====== Rows ======
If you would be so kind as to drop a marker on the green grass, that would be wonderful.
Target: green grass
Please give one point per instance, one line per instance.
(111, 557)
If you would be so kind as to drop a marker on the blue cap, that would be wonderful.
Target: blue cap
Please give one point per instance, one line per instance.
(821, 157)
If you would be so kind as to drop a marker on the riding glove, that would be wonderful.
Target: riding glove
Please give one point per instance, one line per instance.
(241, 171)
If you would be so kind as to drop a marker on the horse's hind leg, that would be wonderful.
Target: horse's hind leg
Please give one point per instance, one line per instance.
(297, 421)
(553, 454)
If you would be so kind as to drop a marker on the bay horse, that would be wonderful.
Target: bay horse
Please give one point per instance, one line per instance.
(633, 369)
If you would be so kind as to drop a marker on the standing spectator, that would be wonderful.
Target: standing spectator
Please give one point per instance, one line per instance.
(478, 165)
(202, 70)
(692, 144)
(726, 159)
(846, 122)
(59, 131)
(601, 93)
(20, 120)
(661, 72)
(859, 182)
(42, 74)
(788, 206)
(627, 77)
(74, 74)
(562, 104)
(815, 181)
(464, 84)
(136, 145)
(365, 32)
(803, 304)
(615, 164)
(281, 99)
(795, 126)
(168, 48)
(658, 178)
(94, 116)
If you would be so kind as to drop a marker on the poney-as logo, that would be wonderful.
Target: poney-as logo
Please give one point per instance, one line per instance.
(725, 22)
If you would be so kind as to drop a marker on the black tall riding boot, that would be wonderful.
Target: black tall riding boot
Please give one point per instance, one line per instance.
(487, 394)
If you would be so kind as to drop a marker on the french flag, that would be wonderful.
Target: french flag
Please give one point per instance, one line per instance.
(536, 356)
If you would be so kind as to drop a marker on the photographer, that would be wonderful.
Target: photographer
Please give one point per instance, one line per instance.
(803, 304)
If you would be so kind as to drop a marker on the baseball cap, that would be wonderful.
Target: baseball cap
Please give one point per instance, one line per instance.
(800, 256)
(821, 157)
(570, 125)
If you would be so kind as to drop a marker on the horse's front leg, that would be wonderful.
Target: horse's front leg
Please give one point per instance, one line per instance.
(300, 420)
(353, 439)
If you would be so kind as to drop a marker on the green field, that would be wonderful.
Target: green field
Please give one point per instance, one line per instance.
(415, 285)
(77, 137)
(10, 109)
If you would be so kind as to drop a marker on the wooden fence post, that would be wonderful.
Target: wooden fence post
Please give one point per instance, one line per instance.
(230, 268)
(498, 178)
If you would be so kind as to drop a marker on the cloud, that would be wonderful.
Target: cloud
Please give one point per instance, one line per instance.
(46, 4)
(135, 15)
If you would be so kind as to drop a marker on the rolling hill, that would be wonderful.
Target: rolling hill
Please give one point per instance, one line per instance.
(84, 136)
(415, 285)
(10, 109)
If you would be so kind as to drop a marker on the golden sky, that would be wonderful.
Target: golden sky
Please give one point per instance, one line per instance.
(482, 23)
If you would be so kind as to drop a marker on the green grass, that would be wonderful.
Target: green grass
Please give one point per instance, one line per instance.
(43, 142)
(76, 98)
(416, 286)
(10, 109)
======
▶ [Written problem]: Copy the entries word for word from the line containing "sky, that would be wonderful." through the final line of the entries, including both of those lines.

▶ [Expected answer]:
If you would be so kind as to drop a marker on the golden sky, that would be wonderful.
Target: golden sky
Please give one point per instance, one line per instance.
(482, 23)
If you would be so kind as to drop a marker on the green grass, that would be wonderful.
Target: green grass
Please give one point per instance, one line per instance.
(43, 142)
(76, 98)
(416, 286)
(10, 109)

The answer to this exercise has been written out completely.